What needs to be done:
Copy exactly the last part of the entries, starting from the line with "Would you mind marking the number 2 in" and including the final line.

Material for this task:
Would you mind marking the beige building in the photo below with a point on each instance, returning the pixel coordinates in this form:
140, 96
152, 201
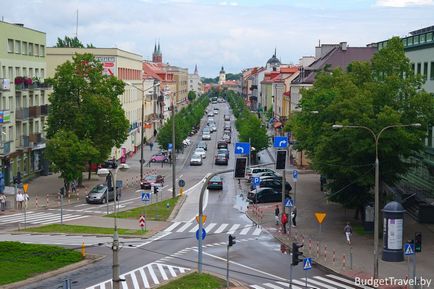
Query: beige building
126, 66
23, 101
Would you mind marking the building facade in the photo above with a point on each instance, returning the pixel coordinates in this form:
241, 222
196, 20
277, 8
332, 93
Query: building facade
23, 101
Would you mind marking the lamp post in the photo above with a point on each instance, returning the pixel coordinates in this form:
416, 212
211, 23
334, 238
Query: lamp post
115, 245
156, 83
377, 181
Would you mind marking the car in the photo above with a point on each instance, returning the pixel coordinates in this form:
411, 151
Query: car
265, 195
100, 194
215, 183
221, 159
151, 181
203, 145
159, 158
196, 160
201, 152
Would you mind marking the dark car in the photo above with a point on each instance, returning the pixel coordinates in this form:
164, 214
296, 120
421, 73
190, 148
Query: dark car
151, 180
264, 195
221, 159
216, 183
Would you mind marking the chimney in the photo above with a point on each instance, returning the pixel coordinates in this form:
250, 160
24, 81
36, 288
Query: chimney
343, 46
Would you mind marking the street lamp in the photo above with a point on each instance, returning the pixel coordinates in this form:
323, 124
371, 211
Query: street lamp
377, 181
115, 246
143, 112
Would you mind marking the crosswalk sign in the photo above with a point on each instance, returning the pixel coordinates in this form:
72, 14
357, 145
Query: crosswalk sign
408, 249
307, 263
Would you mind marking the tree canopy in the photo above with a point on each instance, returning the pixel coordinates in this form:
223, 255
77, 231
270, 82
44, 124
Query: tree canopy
375, 94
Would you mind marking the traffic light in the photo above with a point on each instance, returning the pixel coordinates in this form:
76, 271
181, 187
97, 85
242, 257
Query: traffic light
418, 242
240, 167
280, 160
231, 240
296, 253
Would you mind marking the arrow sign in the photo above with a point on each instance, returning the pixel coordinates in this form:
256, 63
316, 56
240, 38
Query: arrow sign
242, 148
408, 249
280, 142
307, 263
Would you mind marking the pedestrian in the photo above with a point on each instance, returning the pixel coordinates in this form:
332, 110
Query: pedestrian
277, 214
284, 222
20, 199
2, 201
348, 232
293, 216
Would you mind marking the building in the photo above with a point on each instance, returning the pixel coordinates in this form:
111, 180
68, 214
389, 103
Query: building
23, 101
125, 66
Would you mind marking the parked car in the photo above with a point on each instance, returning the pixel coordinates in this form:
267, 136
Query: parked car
264, 195
196, 160
221, 159
203, 145
159, 158
201, 152
215, 183
151, 180
100, 194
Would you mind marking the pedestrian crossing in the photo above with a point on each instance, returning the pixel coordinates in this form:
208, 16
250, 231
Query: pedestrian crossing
329, 281
147, 276
215, 228
38, 218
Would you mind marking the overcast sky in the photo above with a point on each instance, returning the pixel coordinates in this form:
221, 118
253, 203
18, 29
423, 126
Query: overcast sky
210, 33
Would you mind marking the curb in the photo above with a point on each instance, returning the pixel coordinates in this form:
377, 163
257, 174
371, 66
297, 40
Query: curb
89, 260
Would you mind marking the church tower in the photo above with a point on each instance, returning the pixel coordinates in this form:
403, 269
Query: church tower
157, 56
222, 76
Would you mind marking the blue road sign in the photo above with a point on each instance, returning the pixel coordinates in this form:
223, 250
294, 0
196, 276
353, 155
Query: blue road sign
146, 196
181, 183
289, 203
280, 142
203, 234
242, 148
408, 249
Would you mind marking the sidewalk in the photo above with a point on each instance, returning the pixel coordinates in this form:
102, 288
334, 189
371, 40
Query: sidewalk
329, 247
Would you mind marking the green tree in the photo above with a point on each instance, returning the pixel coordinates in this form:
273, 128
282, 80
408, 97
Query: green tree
373, 94
85, 102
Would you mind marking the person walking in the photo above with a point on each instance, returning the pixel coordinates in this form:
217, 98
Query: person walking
348, 232
277, 214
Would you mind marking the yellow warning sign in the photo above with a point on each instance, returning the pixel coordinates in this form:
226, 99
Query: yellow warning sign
320, 216
203, 219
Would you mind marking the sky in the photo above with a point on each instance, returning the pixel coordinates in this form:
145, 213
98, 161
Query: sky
236, 34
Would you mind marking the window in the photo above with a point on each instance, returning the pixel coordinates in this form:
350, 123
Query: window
10, 46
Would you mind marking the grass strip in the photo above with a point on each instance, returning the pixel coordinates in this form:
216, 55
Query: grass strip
196, 281
153, 212
73, 229
21, 261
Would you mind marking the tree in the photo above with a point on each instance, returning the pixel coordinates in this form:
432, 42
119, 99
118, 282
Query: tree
373, 94
85, 102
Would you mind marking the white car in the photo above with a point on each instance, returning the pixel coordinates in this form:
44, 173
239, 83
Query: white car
201, 152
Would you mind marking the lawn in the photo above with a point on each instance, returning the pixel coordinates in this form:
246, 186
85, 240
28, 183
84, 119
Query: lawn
196, 281
154, 212
21, 261
57, 228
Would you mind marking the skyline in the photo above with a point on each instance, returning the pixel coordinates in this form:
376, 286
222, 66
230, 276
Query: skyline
234, 34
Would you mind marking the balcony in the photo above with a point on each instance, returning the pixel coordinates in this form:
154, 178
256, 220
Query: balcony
34, 111
22, 113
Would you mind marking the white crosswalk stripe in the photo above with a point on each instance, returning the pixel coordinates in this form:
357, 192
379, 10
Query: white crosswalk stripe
329, 281
36, 218
214, 228
145, 277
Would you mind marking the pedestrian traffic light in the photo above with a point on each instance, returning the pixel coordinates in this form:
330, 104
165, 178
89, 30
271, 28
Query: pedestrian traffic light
418, 242
231, 240
240, 167
280, 160
296, 253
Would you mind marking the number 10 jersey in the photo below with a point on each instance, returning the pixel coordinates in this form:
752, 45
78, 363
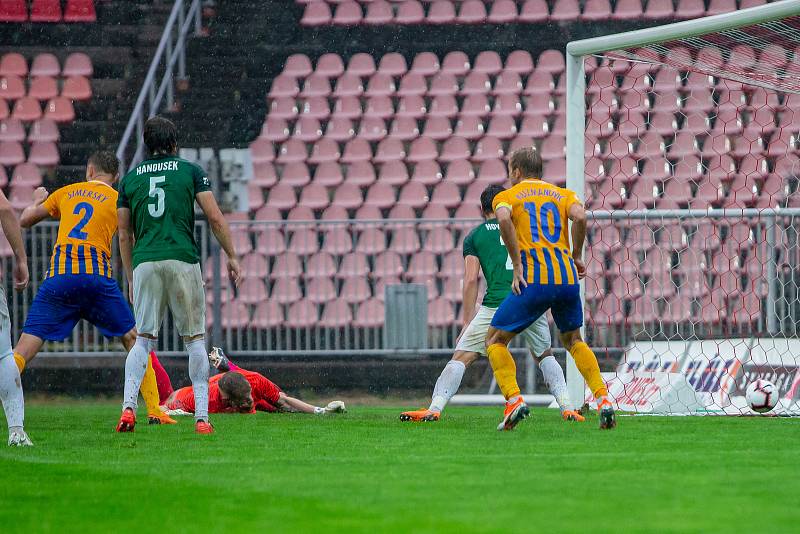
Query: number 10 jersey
160, 192
539, 211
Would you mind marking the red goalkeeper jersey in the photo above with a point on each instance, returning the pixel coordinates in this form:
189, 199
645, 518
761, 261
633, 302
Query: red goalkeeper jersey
265, 395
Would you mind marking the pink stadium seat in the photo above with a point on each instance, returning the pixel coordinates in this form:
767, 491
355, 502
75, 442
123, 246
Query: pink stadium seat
44, 154
472, 12
46, 11
595, 10
503, 12
13, 11
565, 10
347, 14
393, 173
11, 154
370, 313
59, 109
414, 195
456, 63
427, 173
379, 12
77, 64
80, 11
12, 130
348, 84
316, 14
441, 12
534, 11
380, 84
393, 63
316, 85
298, 66
443, 106
410, 12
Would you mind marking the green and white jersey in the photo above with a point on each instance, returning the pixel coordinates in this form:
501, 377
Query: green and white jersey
485, 242
160, 192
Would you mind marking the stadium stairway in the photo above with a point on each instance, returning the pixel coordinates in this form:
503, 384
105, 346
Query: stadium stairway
120, 44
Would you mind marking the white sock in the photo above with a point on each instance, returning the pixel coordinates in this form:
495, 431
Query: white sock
447, 385
554, 378
198, 372
135, 366
11, 392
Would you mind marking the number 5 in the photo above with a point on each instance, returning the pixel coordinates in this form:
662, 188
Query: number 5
157, 210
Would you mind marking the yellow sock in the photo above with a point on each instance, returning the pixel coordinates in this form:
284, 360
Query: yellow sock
20, 361
586, 362
149, 389
505, 370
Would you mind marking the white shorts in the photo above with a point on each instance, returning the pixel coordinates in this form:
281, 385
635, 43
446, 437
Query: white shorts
5, 325
536, 336
176, 284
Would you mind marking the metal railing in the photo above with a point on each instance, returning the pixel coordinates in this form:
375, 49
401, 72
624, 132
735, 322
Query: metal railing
169, 57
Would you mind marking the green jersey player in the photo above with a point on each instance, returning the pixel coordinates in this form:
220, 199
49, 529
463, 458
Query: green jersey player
162, 260
484, 251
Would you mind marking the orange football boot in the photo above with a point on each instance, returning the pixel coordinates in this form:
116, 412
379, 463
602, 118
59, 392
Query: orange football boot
420, 415
127, 421
513, 414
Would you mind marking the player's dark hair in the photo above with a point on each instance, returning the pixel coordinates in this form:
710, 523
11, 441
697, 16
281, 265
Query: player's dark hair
160, 136
105, 161
528, 161
487, 197
236, 388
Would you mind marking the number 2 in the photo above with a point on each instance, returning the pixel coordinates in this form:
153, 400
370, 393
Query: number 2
77, 231
156, 210
542, 220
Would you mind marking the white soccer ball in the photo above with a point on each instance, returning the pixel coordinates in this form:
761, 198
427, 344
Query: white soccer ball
761, 395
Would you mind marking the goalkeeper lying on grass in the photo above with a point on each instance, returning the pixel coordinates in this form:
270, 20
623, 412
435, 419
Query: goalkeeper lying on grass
233, 390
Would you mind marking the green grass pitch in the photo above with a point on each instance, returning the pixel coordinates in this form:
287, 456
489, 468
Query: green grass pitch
366, 471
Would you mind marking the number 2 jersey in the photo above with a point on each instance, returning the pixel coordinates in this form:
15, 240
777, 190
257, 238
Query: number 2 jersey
88, 214
160, 192
539, 212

Problem solution:
Would you mind marking the number 2 in the photo above with a point on each instance, returning the pixel coordinates in this form:
153, 400
370, 393
Query: number 2
77, 231
156, 210
542, 220
Would you mind marking the white soccer ball in the photo above with a point on each instance, returning the pixel coordinates in this form:
761, 198
427, 344
Query: white soccer ball
761, 395
Would you mind marking the goalkeeper lying on grass in the photo above with a point on each instance, returning the pixel coordinates in this form:
270, 20
623, 412
435, 419
Query: goalkeeper lying on grass
233, 390
Would you mind marking the green grass pitch in the photo above with a point on each instance, returning the pixel coordinates in this form:
287, 456
489, 468
Query: green grass pitch
366, 471
Would you mind marking the number 2 jersey in the photo above with a point on each instance, returning the pixel coordinates in this form:
15, 240
777, 190
257, 238
Query: number 2 jersey
88, 214
160, 192
539, 212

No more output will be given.